━━━━━ Trecho apresentado
Caso os órgãos de controle passem a adotar a teoria do dolo administrativo, o número de agentes públicos que passarão a compor a lista a ser encaminhada pelos tribunais de contas à Justiça Eleitoral, nos termos do artigo 11, parágrafo 5º, da Lei 9.504/97, tenderá a ser maior, já que alguns atos até então vistos como culposos poderão ser encarados como dolosos, diante da zona cinzenta existente entre dolo e culpa.

Percebe-se, portanto, que, na tentativa de retirar os atos culposos praticados por agentes públicos do escopo de responsabilização dos órgãos de controle, o Projeto de Lei 7.448/17, caso aprovado, poderá criar situações ainda mais difíceis para essas pessoas.

Daí surge a importância de se atentar para os efeitos diretos e indiretos das novas regulamentações. Seja nas creches de Haifa ou mesmo na análise do Projeto de Lei 7.448/17, o exame adequado das variáveis e dos efeitos que uma norma de conduta pode gerar é de extrema importância, sob pena de se ter, justamente, o resultado oposto ao desejado.

Referências
Associação dos Membros dos Tribunais de Contas do Brasil (Atricon); Associação dos Ministros e Conselheiros Substitutos dos Tribunais de Contas (Audicon). Nota Técnica 01/2018. 10.abr.2018. Disponível: <http://www.atricon.org.br/wp-content/uploads/2018/04/Nota-Tecnica-01-2018-PL-7448-2017Atricon-Audicon.pdf>. Acesso em: 17.abr.2018.
━━━━━━━━━━
**Tarefas**:
1. Transcreva do texto sobre o Projeto de Lei 7.448/17 o trecho que começa em "Caso os órgãos" e segue até "para essas pessoas.".
2. Reproduza fielmente apenas as linhas da listagem que vão da linha com "For the benchmark, point out every instance of the white sneaker" até a linha com "point(868, 526)", incluindo ambas.
━━━━━ Material fornecido
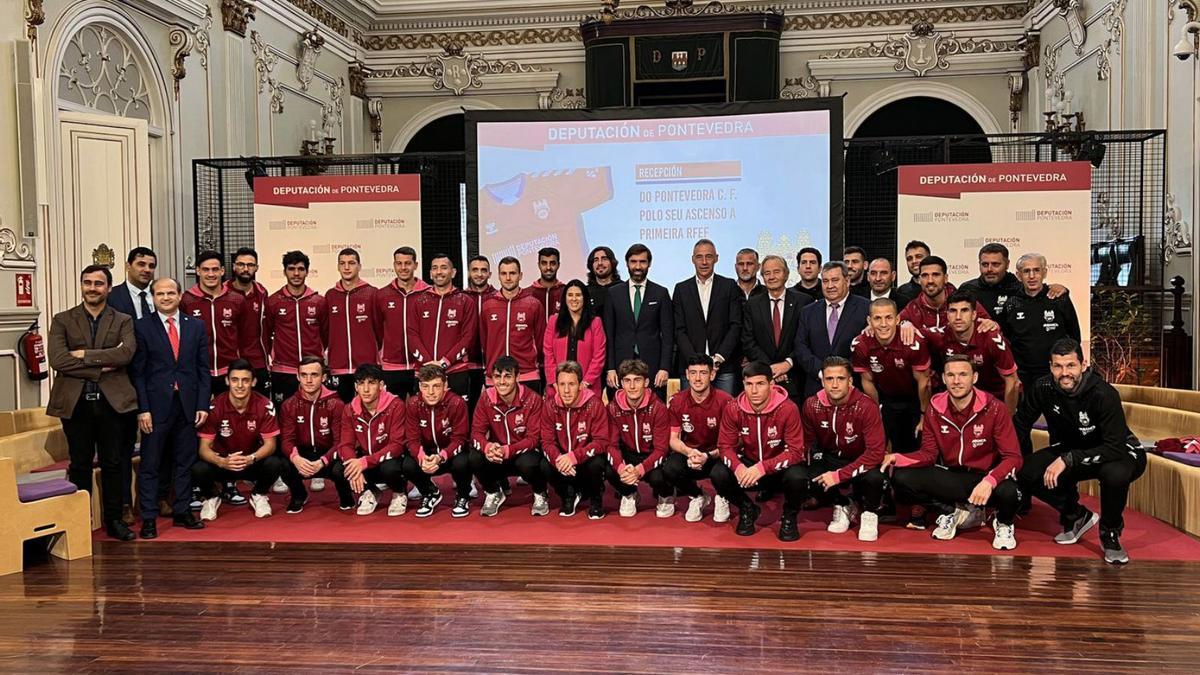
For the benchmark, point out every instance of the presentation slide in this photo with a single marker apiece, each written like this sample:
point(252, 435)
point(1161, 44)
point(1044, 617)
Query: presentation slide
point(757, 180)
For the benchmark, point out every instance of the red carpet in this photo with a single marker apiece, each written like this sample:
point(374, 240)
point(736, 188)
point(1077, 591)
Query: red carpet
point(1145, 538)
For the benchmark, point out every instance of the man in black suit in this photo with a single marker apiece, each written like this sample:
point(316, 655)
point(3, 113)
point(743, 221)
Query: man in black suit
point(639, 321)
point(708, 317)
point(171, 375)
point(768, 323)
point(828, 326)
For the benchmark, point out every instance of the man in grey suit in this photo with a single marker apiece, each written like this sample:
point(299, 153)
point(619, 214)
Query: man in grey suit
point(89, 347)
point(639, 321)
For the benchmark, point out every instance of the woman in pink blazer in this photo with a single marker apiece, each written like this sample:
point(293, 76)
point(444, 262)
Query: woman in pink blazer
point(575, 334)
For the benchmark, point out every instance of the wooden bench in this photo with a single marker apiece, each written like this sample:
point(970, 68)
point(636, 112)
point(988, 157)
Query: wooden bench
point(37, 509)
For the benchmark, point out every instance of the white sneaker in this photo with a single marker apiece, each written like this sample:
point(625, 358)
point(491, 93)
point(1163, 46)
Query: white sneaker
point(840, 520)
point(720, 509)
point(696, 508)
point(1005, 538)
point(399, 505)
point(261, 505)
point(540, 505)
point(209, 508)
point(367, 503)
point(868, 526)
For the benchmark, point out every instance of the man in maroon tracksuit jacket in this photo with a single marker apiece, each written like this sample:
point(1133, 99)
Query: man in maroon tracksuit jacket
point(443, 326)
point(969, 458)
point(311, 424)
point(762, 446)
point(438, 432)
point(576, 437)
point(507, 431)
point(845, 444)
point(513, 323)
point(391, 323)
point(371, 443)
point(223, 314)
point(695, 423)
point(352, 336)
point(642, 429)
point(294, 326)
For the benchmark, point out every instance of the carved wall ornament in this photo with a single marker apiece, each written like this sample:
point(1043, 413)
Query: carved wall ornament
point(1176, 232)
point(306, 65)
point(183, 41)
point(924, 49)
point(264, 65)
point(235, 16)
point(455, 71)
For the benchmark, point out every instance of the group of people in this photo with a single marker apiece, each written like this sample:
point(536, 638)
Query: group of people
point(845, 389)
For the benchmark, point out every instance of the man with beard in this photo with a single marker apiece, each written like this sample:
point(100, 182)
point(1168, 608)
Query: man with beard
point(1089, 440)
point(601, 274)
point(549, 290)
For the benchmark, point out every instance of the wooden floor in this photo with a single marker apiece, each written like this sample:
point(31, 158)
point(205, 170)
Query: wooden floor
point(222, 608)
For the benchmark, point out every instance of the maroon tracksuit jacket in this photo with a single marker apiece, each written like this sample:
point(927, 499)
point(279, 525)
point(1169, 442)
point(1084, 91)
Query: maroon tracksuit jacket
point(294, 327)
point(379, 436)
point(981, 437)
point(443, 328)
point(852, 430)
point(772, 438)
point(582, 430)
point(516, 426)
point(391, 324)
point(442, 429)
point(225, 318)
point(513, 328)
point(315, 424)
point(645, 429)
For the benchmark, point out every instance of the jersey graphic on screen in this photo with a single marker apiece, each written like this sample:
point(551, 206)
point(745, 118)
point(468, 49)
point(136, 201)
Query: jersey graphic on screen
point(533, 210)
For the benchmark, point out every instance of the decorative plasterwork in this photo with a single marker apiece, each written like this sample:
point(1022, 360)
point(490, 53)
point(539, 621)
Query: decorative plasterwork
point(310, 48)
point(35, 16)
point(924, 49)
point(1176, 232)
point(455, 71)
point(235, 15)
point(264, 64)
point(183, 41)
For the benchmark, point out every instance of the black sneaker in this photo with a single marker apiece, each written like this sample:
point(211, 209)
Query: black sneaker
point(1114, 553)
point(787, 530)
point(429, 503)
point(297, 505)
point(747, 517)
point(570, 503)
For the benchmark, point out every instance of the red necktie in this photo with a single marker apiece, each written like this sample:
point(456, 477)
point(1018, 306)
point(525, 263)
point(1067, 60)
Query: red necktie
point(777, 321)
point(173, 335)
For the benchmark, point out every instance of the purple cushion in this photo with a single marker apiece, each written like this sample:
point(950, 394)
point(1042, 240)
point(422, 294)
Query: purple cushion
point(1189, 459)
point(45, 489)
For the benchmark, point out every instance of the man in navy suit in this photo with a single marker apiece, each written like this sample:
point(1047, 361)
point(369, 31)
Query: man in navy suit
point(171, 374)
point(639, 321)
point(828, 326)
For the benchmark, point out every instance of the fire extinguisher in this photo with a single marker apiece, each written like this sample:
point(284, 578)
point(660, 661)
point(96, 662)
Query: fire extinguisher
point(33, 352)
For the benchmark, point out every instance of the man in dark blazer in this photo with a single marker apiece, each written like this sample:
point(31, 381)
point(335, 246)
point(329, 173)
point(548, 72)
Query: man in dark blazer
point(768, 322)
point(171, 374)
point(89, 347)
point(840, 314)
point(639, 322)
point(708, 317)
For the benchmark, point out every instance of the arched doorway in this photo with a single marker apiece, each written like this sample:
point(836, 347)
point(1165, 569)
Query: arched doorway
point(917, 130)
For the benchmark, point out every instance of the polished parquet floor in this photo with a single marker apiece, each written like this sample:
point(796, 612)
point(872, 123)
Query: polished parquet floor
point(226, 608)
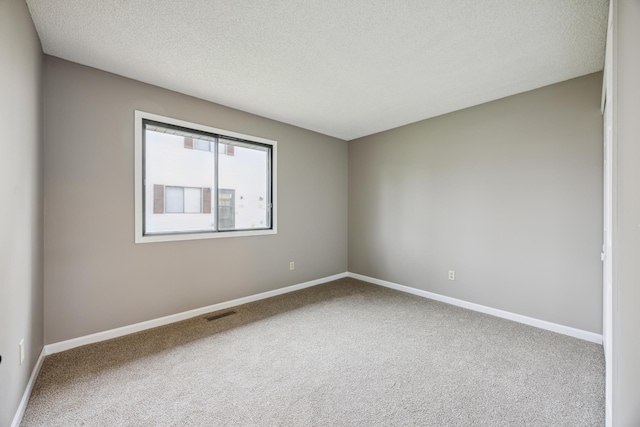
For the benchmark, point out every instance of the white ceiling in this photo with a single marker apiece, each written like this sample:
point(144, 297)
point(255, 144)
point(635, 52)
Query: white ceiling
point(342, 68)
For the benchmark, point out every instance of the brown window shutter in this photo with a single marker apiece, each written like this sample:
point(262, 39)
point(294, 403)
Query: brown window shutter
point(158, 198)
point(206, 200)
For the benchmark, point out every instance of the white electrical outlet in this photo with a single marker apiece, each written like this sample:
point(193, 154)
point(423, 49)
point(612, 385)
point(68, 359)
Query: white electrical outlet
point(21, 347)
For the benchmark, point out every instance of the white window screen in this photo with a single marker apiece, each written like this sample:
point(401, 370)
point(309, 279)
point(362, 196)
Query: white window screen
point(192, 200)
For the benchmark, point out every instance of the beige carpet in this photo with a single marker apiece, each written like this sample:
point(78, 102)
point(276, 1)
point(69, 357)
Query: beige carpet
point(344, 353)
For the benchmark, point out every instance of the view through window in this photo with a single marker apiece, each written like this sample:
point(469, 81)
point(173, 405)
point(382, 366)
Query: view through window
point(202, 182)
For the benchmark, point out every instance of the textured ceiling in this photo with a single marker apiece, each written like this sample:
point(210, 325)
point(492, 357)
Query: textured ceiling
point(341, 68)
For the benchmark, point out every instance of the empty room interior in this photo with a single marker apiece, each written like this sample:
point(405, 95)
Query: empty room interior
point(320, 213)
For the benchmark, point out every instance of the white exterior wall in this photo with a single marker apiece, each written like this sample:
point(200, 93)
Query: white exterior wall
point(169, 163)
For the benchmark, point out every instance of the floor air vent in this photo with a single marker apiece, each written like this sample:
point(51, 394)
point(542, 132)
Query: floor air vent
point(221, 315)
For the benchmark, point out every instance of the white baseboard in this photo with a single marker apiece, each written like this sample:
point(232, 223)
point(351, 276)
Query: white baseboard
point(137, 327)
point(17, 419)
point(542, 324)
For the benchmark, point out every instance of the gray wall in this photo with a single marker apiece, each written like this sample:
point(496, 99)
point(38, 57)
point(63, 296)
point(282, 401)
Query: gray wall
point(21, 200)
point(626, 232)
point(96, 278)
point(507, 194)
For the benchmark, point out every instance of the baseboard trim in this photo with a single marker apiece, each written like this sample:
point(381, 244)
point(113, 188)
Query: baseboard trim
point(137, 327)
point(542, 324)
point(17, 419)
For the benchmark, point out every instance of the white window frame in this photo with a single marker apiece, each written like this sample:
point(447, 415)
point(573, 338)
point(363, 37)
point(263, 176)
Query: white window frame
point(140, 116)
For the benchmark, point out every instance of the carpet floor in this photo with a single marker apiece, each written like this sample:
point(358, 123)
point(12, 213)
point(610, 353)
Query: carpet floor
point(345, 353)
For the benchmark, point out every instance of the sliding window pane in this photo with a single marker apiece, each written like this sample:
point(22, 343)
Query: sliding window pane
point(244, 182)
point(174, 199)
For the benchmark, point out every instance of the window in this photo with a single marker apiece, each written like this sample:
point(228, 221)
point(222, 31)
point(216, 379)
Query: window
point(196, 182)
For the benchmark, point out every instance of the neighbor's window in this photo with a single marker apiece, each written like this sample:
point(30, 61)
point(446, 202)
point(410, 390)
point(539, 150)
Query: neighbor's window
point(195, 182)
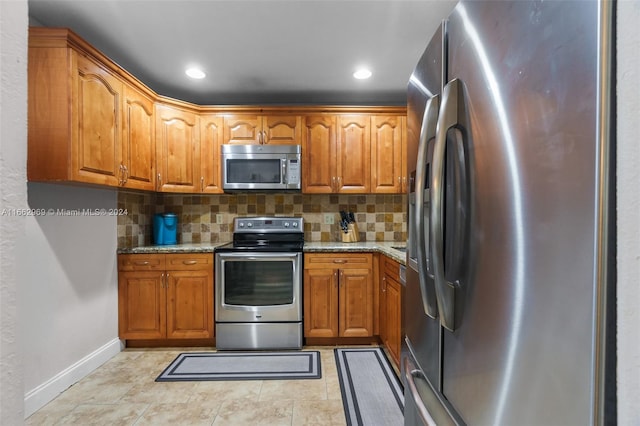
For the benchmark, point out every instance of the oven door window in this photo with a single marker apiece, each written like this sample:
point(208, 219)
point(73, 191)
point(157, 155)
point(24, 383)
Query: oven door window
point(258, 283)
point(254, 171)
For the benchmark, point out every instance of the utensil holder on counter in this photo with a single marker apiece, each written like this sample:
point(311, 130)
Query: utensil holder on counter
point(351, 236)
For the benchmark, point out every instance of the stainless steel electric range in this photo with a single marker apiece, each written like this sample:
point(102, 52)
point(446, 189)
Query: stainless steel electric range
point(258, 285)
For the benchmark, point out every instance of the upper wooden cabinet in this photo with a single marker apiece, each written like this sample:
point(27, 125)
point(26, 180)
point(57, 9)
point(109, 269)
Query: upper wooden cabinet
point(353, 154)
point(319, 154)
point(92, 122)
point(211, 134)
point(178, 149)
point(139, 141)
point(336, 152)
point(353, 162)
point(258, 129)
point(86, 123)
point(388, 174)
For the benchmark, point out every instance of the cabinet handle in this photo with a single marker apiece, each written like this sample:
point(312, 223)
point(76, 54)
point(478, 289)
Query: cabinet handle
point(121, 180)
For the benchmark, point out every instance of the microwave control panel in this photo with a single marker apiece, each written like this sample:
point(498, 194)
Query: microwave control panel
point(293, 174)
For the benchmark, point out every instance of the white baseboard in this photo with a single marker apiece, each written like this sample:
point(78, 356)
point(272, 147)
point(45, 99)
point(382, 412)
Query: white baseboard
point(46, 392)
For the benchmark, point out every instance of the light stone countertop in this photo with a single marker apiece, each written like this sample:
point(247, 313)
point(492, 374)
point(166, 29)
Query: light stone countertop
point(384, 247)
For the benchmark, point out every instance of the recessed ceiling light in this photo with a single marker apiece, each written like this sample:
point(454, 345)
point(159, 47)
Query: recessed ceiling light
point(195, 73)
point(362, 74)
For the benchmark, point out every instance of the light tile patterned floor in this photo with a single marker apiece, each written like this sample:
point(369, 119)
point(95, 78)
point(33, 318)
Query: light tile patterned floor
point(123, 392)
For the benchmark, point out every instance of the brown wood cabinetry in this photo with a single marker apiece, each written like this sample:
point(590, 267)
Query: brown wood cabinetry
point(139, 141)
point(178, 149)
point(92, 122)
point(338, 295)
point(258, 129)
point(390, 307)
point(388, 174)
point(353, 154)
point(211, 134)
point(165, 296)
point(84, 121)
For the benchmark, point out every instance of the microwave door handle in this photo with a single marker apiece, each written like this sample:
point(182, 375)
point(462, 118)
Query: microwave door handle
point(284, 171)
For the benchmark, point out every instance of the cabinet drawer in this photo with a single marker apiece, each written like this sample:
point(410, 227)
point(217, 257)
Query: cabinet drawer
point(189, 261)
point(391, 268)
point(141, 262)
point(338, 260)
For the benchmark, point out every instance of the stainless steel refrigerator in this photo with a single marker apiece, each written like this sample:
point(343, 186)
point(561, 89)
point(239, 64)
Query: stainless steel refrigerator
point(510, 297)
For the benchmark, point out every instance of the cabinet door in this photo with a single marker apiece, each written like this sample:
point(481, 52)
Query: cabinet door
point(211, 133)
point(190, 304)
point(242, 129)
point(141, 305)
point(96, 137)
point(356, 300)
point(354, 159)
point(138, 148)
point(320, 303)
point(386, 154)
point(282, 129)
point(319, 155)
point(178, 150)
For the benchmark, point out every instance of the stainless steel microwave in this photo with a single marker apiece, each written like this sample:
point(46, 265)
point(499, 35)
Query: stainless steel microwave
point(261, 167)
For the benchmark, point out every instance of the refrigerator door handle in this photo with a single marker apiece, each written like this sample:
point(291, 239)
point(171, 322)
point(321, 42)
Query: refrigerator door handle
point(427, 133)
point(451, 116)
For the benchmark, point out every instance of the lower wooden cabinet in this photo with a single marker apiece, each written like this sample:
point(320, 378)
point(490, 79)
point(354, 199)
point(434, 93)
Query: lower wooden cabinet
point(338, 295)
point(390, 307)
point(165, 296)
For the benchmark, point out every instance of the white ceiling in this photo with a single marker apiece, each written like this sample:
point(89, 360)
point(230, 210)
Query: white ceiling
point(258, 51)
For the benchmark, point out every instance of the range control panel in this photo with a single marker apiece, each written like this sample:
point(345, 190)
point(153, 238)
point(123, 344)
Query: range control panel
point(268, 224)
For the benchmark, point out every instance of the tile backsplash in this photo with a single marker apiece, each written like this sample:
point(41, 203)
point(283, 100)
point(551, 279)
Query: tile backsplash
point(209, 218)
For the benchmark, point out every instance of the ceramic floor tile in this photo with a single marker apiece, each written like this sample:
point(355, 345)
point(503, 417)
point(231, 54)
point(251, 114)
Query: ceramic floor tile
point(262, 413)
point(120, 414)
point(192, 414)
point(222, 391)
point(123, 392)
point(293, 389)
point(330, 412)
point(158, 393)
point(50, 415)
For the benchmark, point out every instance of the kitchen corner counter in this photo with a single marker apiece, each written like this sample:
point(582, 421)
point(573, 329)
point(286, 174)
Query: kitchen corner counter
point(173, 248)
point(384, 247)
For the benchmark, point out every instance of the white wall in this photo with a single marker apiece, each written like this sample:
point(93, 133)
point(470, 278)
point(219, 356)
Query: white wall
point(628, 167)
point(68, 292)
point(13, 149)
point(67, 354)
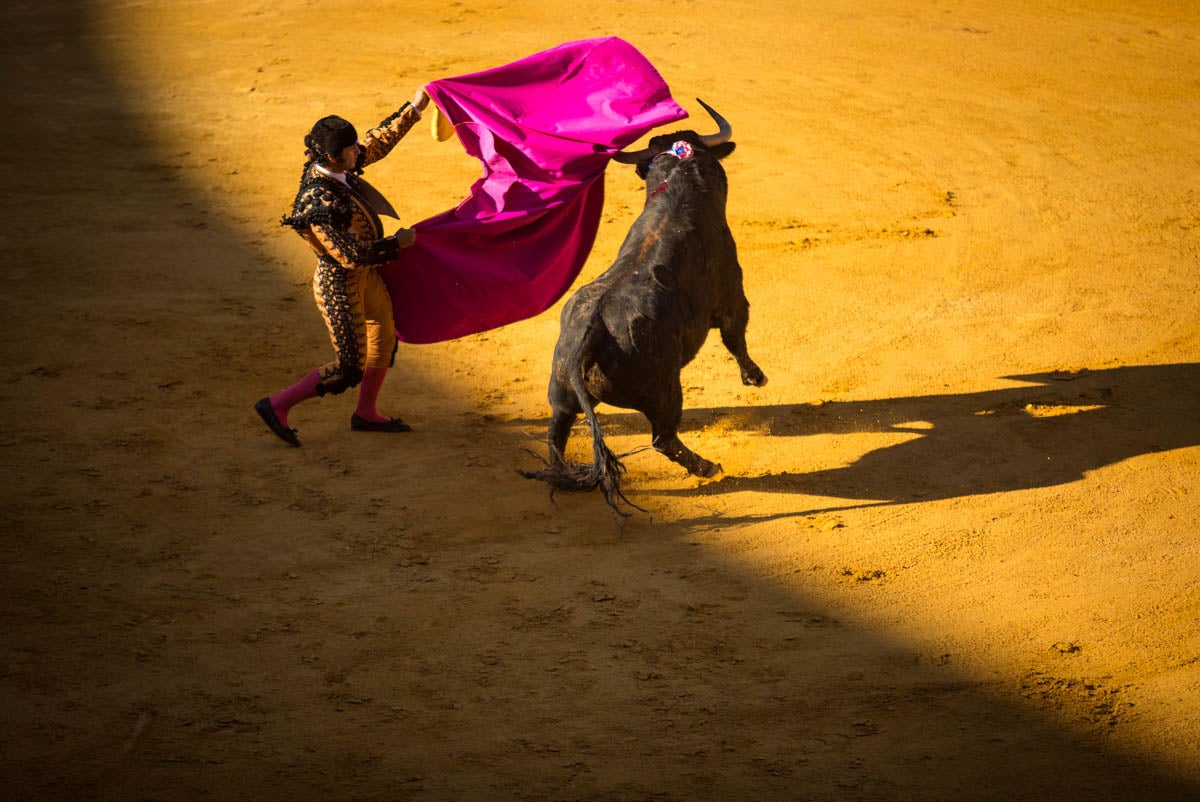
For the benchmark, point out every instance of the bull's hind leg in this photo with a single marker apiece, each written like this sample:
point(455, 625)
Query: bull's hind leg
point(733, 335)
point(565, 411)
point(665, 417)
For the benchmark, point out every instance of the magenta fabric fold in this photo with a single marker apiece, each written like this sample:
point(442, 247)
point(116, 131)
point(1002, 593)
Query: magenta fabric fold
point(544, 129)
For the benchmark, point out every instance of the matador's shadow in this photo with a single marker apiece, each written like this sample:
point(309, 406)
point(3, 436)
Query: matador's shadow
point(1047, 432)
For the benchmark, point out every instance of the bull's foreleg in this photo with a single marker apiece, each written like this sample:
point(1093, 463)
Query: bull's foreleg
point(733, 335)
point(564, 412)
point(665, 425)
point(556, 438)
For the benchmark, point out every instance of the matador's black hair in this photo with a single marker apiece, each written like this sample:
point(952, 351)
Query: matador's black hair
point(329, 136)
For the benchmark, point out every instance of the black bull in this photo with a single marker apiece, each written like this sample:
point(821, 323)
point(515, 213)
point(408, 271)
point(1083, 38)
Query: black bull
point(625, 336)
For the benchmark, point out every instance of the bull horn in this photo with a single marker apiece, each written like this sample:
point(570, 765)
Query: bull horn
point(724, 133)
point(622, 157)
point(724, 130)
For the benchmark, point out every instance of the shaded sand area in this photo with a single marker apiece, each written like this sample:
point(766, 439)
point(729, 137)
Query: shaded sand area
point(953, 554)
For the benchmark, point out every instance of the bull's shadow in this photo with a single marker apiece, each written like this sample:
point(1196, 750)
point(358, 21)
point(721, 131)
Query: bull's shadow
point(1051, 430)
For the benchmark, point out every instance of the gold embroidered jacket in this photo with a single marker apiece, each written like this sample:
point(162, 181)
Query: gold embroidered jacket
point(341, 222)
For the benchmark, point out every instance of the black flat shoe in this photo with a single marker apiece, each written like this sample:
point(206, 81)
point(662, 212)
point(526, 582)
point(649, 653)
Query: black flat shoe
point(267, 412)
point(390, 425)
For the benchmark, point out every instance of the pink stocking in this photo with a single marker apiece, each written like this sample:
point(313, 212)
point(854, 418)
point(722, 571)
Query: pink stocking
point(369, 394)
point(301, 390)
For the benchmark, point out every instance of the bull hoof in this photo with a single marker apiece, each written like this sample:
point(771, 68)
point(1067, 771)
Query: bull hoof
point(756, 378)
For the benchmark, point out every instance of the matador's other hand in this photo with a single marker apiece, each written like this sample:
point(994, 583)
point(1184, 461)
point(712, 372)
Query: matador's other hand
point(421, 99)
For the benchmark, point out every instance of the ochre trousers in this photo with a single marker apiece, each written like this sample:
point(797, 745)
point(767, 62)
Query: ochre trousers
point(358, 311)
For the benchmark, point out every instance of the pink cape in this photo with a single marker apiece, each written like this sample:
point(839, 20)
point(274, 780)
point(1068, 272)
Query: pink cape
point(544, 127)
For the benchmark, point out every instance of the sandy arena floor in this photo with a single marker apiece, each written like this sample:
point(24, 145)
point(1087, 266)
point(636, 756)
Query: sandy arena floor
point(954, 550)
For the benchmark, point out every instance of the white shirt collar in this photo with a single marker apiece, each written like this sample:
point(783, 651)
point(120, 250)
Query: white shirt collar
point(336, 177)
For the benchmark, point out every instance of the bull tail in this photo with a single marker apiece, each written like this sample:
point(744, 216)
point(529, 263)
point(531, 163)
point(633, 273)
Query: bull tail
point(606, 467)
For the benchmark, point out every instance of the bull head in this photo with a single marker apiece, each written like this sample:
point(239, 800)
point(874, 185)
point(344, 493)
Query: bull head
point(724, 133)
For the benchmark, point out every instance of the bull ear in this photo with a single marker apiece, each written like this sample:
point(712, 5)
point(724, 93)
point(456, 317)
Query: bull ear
━━━━━━━━━━
**Soluções dos problemas**:
1.
Caso os órgãos de controle passem a adotar a teoria do dolo administrativo, o número de agentes públicos que passarão a compor a lista a ser encaminhada pelos tribunais de contas à Justiça Eleitoral, nos termos do artigo 11, parágrafo 5º, da Lei 9.504/97, tenderá a ser maior, já que alguns atos até então vistos como culposos poderão ser encarados como dolosos, diante da zona cinzenta existente entre dolo e culpa.

Percebe-se, portanto, que, na tentativa de retirar os atos culposos praticados por agentes públicos do escopo de responsabilização dos órgãos de controle, o Projeto de Lei 7.448/17, caso aprovado, poderá criar situações ainda mais difíceis para essas pessoas.

2.
For the benchmark, point out every instance of the white sneaker in this photo with a single marker apiece, each written like this sample:
point(625, 358)
point(491, 93)
point(1163, 46)
Query: white sneaker
point(840, 520)
point(720, 509)
point(696, 508)
point(1005, 538)
point(399, 505)
point(261, 505)
point(540, 505)
point(209, 508)
point(367, 503)
point(868, 526)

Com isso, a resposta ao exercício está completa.